━━━━━ The input ━━━━━

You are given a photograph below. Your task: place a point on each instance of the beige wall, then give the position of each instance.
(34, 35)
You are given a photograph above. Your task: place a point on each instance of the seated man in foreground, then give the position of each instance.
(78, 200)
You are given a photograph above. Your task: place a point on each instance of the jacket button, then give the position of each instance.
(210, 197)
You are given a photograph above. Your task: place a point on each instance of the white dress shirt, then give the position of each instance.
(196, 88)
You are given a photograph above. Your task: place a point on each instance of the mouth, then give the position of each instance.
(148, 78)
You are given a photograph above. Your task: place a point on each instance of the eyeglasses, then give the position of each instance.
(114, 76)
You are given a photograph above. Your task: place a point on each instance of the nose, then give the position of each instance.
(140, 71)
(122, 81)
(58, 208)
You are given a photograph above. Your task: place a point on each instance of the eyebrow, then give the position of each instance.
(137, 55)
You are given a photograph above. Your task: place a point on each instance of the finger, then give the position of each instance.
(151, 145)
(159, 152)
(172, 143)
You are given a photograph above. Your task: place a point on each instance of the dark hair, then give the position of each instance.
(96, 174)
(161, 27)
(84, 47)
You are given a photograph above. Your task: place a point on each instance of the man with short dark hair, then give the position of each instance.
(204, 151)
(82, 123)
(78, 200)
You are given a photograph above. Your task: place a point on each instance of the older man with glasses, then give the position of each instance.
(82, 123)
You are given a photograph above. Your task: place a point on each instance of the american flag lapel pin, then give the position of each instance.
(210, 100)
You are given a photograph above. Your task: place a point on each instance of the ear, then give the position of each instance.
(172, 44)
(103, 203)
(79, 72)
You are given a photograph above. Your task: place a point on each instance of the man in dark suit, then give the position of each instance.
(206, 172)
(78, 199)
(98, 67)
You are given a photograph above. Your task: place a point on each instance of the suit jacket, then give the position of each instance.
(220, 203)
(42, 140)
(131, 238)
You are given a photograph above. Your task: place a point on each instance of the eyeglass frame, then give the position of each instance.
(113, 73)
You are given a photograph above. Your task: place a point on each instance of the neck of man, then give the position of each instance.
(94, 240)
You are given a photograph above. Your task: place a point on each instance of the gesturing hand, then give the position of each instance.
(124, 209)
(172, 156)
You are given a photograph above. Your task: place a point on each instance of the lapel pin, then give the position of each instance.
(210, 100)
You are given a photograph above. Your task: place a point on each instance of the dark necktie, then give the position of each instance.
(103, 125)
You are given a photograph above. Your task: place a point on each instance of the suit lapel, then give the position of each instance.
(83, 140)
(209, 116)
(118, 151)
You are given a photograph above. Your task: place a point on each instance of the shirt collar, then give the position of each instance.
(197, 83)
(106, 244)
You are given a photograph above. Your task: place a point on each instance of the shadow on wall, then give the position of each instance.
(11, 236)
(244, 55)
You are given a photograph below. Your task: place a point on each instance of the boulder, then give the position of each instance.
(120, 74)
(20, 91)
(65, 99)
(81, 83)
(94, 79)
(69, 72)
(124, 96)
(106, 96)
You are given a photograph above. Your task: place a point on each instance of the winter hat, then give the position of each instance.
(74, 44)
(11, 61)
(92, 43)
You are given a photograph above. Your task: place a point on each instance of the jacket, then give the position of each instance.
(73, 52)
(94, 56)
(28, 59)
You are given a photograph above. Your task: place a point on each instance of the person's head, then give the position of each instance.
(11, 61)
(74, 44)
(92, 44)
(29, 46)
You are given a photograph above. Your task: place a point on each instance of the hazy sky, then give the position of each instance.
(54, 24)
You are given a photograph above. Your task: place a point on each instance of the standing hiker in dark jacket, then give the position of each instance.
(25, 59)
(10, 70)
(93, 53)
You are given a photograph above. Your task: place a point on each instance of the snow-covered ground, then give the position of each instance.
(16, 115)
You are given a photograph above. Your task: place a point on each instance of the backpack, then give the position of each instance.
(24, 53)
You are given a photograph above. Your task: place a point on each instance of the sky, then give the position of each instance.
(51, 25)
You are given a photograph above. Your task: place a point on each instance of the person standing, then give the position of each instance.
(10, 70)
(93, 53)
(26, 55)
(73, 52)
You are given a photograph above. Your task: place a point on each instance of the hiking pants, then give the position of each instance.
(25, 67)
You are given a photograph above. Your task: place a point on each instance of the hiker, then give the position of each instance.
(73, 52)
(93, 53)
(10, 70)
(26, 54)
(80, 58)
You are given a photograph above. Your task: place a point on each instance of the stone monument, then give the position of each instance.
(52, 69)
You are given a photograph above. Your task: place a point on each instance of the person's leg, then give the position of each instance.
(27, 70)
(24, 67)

━━━━━

== Task prompt ==
Repeat the line containing "of the standing" and all subsequent lines through the final line of the data, exactly and with no others.

== Task output ==
You are given a photograph above. Your task: place a point on each instance of the standing hiker in dark jacket, then give the position of each instance.
(25, 59)
(10, 70)
(93, 53)
You are given a photograph above. Your task: place a point on each instance of the snow-covered ground, then give the position of each instance.
(16, 115)
You are given a photograph above. Your task: place a point on each instance of the backpack, then give the position of each instance.
(24, 53)
You are given a photograph above. Your task: place a point on each instance of the sky, then give the position of each instance.
(51, 25)
You are given a photograph above. Your task: place a point on each instance of the person standing, then give the position of each instance.
(10, 70)
(93, 53)
(26, 55)
(73, 52)
You are given a photograph above. Your task: place a point on each instance of the hiking pants, then give the position of each instance.
(25, 67)
You are given a photograph above. Your task: place a point on each instance of the hiker, then give the position of each instance.
(73, 52)
(93, 53)
(10, 70)
(26, 54)
(80, 58)
You are given a photograph above. Your task: place a point on each instance of the stone monument, then give the position of each instance.
(52, 69)
You are given a photograph above. Your task: place a point on each instance of the person's leg, then give the position of each instance.
(27, 70)
(24, 67)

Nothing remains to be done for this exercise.